**Available records:**

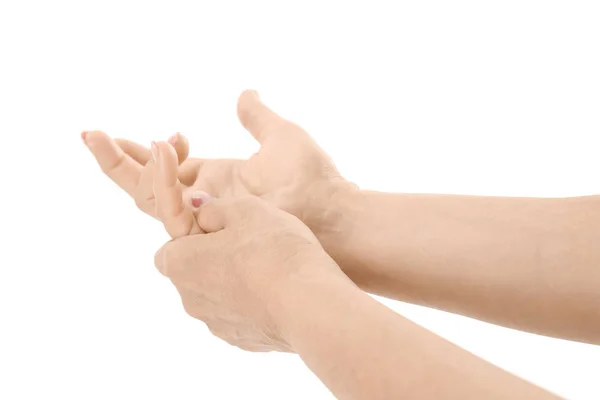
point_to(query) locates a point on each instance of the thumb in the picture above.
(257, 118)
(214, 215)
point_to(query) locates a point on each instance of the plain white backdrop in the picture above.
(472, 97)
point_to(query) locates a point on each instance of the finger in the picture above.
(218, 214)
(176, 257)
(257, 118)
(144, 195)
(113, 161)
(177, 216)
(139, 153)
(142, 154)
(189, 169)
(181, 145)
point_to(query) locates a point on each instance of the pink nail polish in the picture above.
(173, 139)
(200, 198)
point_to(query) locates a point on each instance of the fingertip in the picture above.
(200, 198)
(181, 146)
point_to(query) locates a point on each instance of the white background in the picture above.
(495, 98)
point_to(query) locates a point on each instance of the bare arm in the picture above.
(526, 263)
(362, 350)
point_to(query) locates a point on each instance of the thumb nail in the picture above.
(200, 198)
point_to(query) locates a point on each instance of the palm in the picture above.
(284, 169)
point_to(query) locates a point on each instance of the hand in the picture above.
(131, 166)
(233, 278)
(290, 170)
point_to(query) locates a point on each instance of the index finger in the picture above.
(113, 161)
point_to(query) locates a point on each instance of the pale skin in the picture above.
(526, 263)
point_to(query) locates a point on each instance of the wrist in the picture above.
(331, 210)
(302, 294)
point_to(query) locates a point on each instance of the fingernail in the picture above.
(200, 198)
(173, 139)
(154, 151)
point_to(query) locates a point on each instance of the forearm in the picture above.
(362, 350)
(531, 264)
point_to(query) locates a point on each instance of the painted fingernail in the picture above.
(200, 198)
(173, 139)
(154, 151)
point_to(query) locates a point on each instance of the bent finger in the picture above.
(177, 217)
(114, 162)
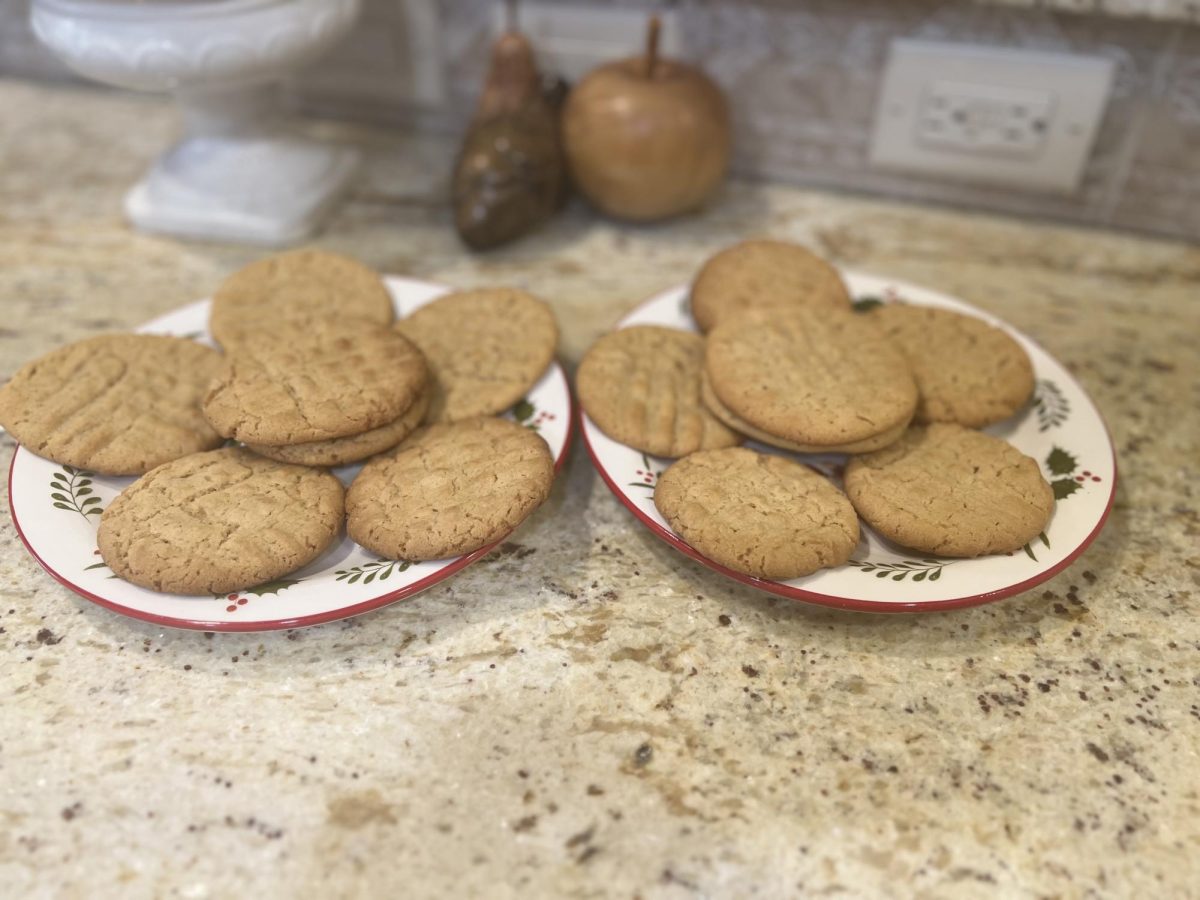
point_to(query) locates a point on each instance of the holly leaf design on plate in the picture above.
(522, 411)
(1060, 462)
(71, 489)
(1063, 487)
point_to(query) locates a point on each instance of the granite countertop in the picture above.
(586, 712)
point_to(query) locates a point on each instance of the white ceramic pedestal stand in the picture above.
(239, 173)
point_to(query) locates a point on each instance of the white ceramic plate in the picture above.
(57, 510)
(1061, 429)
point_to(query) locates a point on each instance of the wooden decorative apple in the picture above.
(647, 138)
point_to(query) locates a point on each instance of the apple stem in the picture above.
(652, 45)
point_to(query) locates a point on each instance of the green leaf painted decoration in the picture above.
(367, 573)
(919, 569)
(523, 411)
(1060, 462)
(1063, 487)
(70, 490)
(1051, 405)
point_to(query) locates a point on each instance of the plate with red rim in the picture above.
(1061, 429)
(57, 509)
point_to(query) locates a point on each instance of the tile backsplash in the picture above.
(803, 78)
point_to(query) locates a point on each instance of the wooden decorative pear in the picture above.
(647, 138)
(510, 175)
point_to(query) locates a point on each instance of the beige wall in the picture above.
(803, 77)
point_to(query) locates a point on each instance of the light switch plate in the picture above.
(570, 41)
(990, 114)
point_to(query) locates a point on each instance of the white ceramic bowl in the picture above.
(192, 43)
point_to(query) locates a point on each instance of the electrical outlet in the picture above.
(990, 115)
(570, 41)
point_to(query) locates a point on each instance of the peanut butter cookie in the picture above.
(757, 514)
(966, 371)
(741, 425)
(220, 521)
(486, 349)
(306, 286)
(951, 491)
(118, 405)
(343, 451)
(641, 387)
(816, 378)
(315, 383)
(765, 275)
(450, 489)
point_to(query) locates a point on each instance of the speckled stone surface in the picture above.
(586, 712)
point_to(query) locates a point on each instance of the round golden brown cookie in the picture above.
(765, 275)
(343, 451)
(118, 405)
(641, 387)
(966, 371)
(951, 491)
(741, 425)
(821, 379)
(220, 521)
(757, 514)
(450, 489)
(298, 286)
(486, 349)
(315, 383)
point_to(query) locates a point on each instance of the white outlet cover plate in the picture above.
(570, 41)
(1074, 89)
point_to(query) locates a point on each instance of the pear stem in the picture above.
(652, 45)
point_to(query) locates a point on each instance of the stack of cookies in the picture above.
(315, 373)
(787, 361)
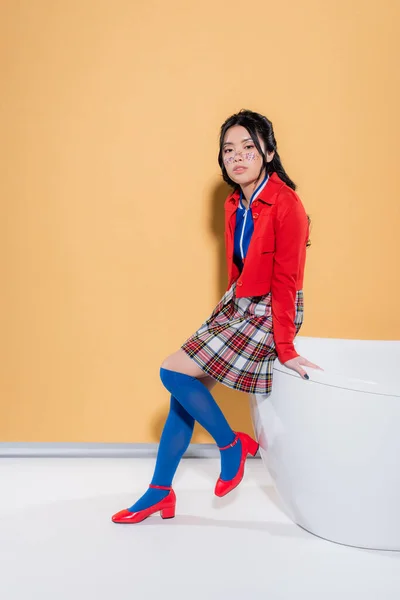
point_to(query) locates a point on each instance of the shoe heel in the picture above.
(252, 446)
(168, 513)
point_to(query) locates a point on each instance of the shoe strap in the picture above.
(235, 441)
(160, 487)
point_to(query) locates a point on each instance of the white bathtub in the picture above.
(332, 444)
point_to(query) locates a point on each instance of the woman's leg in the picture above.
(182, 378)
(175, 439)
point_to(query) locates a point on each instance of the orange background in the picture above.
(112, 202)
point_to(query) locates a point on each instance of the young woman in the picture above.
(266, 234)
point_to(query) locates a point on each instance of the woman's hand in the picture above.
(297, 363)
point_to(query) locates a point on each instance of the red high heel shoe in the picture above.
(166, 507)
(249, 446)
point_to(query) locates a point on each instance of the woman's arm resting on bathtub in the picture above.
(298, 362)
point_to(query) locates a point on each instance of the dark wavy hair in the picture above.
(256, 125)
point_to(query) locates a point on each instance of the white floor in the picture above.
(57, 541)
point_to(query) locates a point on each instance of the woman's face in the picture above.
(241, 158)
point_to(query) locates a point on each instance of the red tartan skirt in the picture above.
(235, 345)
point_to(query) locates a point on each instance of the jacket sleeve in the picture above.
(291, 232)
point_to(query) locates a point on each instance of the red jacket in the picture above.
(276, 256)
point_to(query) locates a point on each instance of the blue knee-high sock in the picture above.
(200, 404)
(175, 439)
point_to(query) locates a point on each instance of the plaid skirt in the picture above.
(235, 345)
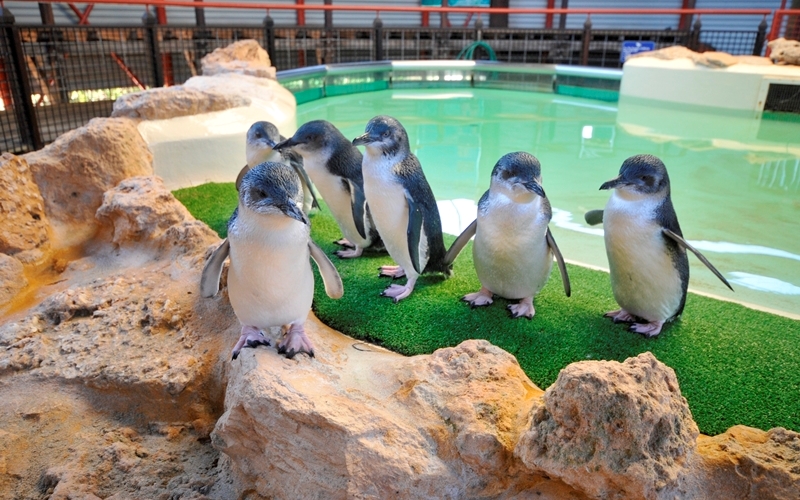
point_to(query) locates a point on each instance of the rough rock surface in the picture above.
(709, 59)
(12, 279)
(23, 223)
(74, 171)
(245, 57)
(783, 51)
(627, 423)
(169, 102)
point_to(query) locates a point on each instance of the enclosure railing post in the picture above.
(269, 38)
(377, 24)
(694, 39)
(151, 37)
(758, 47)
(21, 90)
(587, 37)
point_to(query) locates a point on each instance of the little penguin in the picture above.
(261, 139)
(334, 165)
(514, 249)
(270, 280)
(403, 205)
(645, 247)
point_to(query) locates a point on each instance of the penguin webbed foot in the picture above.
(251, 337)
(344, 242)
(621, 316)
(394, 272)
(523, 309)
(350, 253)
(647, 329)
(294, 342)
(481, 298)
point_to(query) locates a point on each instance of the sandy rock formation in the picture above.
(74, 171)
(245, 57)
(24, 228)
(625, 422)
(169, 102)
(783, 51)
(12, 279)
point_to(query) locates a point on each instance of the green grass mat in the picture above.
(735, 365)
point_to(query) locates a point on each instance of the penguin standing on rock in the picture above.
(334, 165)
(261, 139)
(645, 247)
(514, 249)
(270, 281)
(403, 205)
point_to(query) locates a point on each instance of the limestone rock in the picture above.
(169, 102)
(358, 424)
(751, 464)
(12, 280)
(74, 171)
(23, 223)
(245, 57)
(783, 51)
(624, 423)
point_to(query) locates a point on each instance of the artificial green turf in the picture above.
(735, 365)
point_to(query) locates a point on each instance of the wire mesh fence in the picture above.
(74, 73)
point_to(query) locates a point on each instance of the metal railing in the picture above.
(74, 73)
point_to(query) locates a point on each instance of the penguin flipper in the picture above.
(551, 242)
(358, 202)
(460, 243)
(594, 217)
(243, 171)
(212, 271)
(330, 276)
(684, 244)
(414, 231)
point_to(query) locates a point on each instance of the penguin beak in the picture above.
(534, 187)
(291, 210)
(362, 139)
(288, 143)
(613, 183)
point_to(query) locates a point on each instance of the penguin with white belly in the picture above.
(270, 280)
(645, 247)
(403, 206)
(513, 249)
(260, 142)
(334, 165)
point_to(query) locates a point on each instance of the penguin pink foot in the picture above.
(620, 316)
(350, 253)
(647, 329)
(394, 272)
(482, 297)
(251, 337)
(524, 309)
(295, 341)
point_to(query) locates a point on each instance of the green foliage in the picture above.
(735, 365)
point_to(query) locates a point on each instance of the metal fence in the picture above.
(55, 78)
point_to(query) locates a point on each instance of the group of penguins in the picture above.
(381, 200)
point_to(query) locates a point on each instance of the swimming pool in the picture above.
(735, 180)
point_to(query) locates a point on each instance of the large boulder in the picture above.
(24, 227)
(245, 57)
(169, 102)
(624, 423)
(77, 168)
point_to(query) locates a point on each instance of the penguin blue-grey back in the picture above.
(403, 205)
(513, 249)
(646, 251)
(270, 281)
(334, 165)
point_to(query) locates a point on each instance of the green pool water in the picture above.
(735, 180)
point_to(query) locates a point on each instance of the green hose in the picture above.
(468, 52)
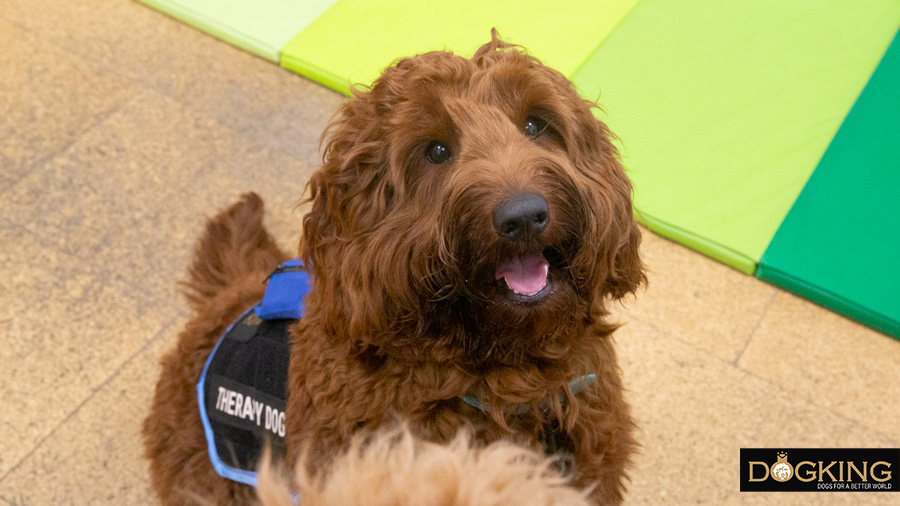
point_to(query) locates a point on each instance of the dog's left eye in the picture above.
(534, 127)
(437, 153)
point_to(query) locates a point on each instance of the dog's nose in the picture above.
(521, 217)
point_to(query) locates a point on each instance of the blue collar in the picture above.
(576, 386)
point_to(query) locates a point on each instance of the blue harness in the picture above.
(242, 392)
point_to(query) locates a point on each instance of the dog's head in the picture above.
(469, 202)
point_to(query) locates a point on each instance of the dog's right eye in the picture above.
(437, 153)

**Objective:** Repeat verbatim the range of lines that opens at the line containing "water in the picture above." and closes at the last line of the entries, excluding all pictures.

**Expected answer:**
point_to(query) locates a point on each instance of the green pool water in the picture above.
(735, 180)
point_to(query) locates a point on each instance of the green hose in the picture above.
(468, 52)
point_to(query) locates a point on each instance of the dog's left eye in the picture above.
(534, 127)
(437, 153)
point_to(query) locates a point on each instance of the dog's nose in the picture above.
(521, 217)
point_to(query) locates a point on each instance of the blue collar in the picture above.
(576, 386)
point_to(query) locates a point on each instance of the blue harness in the picture above.
(242, 392)
point_to(query) locates a point on each instance of the dog's head in the picture above.
(469, 202)
point_to(query) locates a point on each instance of the dog's right eye in the picture above.
(437, 153)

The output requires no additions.